_Text shown_:
Our first daughter Maisie
was born in 2001 at our local NHS hospital. Like our wedding, we strove to keep
it quiet, although I did get a nice bunch of flowers from a tabloid newspaper
congratulating me on the birth of my child — a week before it actually
happened.

There
then ensued the adjustment that needs to be made when a new baby comes into the
house, and I’m sure I was no different from any other woman who has just given
birth — almost comatose with tiredness, anxious and feeling like I lived in a
parallel universe to everyone else. But we humans are an adaptable species and
we cope because we have to.

I took
six months off, then went back to a much reduced workload for a bit, which I
still found hard. Being away from home for any length of time was a strain, so
I tried to stay close enough to get back pretty quickly.

I
realised fairly early on that as a woman with a baby in a buggy, one becomes
all but invisible and I savoured being able to walk around, visit friends and
wander through our local park with virtually no hassle at all. It was great.
Tempted as I was to see if I could get away with it, I never had a crack at
shoplifting.

_Supplied information_:
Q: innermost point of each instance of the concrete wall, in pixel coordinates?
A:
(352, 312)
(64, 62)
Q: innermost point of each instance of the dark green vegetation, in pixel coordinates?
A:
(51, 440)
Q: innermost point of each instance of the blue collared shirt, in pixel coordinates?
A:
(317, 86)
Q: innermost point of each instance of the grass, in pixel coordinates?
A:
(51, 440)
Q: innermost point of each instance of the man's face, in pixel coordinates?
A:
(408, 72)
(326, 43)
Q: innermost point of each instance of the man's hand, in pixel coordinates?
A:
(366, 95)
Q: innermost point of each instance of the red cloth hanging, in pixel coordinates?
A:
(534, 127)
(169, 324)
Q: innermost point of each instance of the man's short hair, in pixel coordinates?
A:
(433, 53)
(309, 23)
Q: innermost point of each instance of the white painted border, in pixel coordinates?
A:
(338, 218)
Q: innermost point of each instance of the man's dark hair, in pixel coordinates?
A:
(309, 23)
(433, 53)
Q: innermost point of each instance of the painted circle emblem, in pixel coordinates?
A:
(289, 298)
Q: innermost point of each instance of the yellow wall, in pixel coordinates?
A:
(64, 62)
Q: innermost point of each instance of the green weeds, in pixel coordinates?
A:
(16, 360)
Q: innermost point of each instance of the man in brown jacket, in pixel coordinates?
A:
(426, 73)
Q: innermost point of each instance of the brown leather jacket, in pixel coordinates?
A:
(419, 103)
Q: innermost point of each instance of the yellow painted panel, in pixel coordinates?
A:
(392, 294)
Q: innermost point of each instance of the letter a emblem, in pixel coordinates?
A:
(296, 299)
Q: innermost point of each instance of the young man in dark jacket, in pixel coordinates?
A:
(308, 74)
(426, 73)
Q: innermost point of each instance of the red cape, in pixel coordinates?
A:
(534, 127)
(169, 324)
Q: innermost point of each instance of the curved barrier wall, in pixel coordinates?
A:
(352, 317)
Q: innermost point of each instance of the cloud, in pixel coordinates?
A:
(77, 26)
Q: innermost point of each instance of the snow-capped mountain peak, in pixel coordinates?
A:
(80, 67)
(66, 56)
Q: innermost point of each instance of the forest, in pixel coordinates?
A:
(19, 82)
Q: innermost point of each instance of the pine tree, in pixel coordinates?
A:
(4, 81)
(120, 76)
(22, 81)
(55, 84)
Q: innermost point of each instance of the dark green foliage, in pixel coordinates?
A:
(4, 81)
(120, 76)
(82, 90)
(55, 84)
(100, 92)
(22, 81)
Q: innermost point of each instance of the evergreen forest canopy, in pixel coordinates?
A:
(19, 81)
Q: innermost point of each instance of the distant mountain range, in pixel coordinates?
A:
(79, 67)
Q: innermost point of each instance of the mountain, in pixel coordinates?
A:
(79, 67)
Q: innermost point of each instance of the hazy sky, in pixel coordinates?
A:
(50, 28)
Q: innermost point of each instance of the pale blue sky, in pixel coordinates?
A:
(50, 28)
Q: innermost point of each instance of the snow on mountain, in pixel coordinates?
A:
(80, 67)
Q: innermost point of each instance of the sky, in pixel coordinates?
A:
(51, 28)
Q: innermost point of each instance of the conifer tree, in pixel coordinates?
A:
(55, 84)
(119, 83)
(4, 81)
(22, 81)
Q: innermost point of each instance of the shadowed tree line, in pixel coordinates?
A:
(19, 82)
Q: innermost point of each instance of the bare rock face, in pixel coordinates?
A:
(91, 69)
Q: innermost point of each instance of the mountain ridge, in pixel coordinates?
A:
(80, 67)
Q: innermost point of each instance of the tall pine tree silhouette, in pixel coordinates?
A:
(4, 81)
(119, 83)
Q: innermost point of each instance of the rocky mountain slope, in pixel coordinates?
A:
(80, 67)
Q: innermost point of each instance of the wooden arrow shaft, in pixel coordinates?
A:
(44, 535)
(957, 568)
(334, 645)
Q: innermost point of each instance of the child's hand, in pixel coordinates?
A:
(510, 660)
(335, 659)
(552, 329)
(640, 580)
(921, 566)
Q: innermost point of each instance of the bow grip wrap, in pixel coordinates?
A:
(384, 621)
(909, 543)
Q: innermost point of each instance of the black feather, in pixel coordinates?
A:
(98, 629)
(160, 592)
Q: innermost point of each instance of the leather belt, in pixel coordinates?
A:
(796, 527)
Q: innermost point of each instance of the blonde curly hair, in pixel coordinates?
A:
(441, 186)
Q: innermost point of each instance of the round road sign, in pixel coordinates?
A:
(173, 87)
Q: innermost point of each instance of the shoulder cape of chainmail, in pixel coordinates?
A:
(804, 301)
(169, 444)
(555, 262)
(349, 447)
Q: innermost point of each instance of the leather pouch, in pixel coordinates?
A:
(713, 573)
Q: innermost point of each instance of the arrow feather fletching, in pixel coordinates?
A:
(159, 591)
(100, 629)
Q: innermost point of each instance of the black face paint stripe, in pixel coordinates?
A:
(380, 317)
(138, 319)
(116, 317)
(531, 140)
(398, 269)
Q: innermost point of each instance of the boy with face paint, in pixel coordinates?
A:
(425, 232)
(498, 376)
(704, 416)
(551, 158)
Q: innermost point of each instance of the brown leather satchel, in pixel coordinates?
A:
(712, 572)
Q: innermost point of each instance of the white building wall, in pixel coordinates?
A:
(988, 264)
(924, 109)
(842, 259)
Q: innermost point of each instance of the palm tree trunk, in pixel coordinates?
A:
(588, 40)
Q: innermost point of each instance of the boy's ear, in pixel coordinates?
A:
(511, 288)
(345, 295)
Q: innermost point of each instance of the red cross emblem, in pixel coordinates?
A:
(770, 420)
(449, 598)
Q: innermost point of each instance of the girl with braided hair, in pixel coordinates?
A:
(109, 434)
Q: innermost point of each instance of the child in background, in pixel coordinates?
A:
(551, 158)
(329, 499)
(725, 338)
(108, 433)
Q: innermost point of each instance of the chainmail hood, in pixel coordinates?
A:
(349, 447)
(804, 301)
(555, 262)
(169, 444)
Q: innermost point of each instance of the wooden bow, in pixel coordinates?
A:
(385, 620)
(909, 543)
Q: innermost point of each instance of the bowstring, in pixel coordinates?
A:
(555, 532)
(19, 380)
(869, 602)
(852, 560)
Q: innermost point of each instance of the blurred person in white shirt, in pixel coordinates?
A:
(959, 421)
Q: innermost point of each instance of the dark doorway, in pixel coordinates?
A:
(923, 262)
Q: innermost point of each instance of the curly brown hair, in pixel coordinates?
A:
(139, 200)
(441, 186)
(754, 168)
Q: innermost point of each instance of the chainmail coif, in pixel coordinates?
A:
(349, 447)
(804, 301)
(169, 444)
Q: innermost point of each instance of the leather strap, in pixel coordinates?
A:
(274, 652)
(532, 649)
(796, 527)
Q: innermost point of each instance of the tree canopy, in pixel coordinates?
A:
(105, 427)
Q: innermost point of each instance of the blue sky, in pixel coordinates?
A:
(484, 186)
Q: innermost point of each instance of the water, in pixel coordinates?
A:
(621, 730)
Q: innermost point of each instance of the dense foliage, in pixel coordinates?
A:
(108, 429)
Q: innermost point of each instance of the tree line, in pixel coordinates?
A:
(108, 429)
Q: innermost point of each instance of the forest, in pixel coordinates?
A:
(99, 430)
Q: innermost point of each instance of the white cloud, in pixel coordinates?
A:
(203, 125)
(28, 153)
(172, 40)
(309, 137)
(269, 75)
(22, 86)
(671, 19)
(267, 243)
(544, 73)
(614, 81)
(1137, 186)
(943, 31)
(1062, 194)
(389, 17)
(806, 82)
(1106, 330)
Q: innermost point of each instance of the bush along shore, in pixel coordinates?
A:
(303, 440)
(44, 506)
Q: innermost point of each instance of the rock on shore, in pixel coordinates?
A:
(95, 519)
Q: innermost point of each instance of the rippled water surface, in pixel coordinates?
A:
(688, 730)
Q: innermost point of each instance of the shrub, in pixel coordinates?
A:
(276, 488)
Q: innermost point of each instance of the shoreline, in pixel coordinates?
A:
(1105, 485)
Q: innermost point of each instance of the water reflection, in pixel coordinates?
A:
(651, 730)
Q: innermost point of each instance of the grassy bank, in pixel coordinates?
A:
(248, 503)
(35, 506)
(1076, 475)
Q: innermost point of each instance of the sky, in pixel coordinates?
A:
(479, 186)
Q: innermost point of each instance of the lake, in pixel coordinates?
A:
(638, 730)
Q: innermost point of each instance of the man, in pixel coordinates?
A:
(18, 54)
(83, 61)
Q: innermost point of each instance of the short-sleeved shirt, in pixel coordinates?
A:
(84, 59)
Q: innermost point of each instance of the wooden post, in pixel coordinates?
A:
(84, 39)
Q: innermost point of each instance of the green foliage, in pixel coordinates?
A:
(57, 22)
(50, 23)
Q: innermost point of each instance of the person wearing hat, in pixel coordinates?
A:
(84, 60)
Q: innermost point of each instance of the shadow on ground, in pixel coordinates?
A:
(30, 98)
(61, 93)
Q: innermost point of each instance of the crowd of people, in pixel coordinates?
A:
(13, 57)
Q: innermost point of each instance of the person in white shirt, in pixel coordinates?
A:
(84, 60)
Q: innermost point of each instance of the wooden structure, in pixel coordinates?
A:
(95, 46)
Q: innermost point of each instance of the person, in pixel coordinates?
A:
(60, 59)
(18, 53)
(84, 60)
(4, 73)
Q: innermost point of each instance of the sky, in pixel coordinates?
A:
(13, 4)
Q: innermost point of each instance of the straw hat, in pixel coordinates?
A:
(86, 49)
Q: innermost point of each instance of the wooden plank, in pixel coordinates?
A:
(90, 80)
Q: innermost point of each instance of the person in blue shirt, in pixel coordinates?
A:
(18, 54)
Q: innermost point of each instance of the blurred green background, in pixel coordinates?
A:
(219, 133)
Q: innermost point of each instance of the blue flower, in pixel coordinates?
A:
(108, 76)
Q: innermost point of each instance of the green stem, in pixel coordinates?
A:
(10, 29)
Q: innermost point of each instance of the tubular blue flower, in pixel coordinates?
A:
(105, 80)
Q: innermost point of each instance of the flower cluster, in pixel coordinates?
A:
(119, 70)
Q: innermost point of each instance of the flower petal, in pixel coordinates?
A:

_Task item_: Do these statements agree with the text about Maisie's birth? Answer yes or no for each and quote the words of the text that decide it. (a) Maisie was born at a private clinic. (b) The flowers from a tabloid newspaper arrived before the birth. (c) After six months off, the return to work was at a full workload.

_Response_:
(a) No: "was born in 2001 at our local NHS hospital"
(b) Yes: "a week before it actually happened"
(c) No: "went back to a much reduced workload for a bit"